:: Records supplied ::

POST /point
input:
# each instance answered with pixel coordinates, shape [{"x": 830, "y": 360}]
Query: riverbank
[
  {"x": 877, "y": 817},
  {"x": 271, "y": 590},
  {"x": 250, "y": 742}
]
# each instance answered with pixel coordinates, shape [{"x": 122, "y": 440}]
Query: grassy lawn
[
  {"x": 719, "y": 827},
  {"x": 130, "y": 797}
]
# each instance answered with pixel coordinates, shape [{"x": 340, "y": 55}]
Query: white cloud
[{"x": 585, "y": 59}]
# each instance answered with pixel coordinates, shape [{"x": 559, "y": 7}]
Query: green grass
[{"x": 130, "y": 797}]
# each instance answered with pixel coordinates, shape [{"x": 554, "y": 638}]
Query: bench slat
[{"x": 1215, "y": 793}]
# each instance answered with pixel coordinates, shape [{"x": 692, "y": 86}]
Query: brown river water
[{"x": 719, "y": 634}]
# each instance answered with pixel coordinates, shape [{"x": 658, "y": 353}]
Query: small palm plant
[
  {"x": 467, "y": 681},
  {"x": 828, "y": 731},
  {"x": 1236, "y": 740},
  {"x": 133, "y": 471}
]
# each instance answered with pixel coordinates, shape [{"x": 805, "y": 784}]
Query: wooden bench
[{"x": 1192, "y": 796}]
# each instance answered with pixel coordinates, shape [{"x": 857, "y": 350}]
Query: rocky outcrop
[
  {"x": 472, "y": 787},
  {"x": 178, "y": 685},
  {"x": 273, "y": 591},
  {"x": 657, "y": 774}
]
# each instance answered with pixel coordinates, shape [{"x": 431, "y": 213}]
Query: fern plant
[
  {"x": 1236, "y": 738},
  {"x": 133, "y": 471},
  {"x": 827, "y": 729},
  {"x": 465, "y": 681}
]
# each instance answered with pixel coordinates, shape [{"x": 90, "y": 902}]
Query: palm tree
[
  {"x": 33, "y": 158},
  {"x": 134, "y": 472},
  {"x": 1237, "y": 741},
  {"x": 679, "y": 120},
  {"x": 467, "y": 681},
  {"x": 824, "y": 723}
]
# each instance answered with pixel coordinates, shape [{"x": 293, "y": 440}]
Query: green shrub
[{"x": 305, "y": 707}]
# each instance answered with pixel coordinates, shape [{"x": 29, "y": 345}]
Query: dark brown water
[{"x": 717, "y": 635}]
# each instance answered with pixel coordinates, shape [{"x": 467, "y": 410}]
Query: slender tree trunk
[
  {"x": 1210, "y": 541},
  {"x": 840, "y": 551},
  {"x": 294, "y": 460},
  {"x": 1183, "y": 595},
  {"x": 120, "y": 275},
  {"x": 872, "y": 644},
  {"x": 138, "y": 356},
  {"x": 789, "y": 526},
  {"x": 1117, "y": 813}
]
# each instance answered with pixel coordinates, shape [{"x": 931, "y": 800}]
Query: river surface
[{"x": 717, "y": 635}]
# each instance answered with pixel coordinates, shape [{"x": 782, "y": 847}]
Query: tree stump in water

:: Required action ::
Give the data again exactly, line for line.

:: Solution to this problem ::
POST /point
input:
# each instance answered with pixel coordinates, shape [{"x": 830, "y": 360}]
Query: riverbank
[
  {"x": 877, "y": 817},
  {"x": 271, "y": 590},
  {"x": 250, "y": 742}
]
# each instance answered with pixel coordinates, shape [{"x": 122, "y": 440}]
Query: grassy lawn
[
  {"x": 719, "y": 827},
  {"x": 130, "y": 797}
]
# each instance answered with pixel coordinates, shape [{"x": 340, "y": 55}]
Query: white cloud
[{"x": 585, "y": 59}]
# each instance answered with pixel coordinates, shape [{"x": 559, "y": 7}]
Query: green grass
[{"x": 130, "y": 797}]
# each instance answered with pixel coordinates, shape [{"x": 554, "y": 638}]
Query: bench slat
[{"x": 1215, "y": 793}]
# each instance answered with pixel coordinates, shape [{"x": 692, "y": 86}]
Query: brown river water
[{"x": 719, "y": 634}]
# each instance answered with pixel coordinates, shape [{"x": 658, "y": 353}]
Query: small palm plant
[
  {"x": 467, "y": 681},
  {"x": 828, "y": 731},
  {"x": 1236, "y": 740},
  {"x": 133, "y": 471}
]
# each instance answered with pixel coordinates, shape [{"x": 805, "y": 784}]
Query: wooden bench
[{"x": 1192, "y": 796}]
# each instance answered with pixel coordinates, shape [{"x": 857, "y": 350}]
Query: rocky outcrop
[
  {"x": 472, "y": 787},
  {"x": 178, "y": 685},
  {"x": 273, "y": 591},
  {"x": 657, "y": 774}
]
# each instance answered with pixel coordinates, shape [{"x": 431, "y": 213}]
Query: fern plant
[
  {"x": 1236, "y": 738},
  {"x": 133, "y": 471},
  {"x": 827, "y": 729},
  {"x": 465, "y": 681}
]
# each instance answered with pixel coordinates, shape [{"x": 90, "y": 902}]
Query: palm tree
[
  {"x": 33, "y": 158},
  {"x": 134, "y": 472},
  {"x": 1237, "y": 741},
  {"x": 679, "y": 120},
  {"x": 467, "y": 681},
  {"x": 824, "y": 723}
]
# each instance answered with pixel coordinates, shape [{"x": 293, "y": 440}]
Query: green shrub
[{"x": 305, "y": 707}]
# each instance answered with pixel coordinates, shape [{"x": 29, "y": 345}]
Query: dark brown water
[{"x": 717, "y": 635}]
# each instance answered with pixel coordinates, shape [{"x": 467, "y": 410}]
Query: slender tree trunk
[
  {"x": 1210, "y": 541},
  {"x": 840, "y": 551},
  {"x": 294, "y": 460},
  {"x": 1183, "y": 595},
  {"x": 120, "y": 275},
  {"x": 872, "y": 644},
  {"x": 138, "y": 356},
  {"x": 789, "y": 526},
  {"x": 1117, "y": 813}
]
# each instance answered with pixel coordinates, shape [{"x": 931, "y": 800}]
Query: river surface
[{"x": 717, "y": 635}]
# each instance answered with pixel coordinates, shape [{"x": 782, "y": 847}]
Query: tree stump in water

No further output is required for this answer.